Problem: From the entries below, extract each line in which the string "paper" appears, copying it unchanged.

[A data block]
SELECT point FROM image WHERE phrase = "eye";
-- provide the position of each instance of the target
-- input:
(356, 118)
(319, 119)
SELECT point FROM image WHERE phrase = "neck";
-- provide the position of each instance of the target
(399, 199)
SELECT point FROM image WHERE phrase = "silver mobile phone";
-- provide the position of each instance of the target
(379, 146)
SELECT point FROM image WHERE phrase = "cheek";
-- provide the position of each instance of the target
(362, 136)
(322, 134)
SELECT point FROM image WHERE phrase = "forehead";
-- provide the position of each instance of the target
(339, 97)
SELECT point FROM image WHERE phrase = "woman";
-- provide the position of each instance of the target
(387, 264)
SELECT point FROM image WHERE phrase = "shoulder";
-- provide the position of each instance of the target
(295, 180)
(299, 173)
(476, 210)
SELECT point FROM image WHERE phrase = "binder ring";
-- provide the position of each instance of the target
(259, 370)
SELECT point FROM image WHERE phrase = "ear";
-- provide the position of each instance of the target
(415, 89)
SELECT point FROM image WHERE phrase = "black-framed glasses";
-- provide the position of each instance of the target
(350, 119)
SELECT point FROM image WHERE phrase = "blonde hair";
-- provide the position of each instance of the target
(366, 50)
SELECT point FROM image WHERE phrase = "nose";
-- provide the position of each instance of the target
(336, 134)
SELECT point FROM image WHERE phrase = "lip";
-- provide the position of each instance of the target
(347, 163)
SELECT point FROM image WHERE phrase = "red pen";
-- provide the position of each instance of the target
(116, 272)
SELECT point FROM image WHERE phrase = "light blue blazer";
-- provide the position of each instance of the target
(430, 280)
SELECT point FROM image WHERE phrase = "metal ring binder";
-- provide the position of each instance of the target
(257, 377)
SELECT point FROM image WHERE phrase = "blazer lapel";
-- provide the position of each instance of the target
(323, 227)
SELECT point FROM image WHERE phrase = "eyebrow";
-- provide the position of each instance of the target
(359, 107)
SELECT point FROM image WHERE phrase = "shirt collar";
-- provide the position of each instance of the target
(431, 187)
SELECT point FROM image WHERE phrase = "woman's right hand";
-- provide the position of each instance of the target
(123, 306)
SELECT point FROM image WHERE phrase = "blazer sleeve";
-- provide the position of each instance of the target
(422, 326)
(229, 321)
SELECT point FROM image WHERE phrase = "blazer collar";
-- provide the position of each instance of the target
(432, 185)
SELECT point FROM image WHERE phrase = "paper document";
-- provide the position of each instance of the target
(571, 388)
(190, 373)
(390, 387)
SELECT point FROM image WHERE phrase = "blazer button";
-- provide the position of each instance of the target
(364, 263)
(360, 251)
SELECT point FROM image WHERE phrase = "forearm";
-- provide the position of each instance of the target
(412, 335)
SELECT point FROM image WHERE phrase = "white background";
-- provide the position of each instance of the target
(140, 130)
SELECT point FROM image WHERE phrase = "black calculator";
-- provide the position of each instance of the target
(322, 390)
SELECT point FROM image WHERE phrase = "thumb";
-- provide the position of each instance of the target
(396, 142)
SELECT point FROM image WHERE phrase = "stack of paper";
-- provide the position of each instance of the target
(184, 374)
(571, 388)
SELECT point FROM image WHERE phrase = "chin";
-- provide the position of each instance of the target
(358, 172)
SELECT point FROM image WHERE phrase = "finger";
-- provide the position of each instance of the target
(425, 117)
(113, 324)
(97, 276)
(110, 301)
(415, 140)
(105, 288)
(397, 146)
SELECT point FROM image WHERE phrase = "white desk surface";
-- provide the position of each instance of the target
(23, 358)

Response:
SELECT point FROM image WHERE phrase = "paper document";
SELECT point FROM image WHERE phrase = "stack of paper";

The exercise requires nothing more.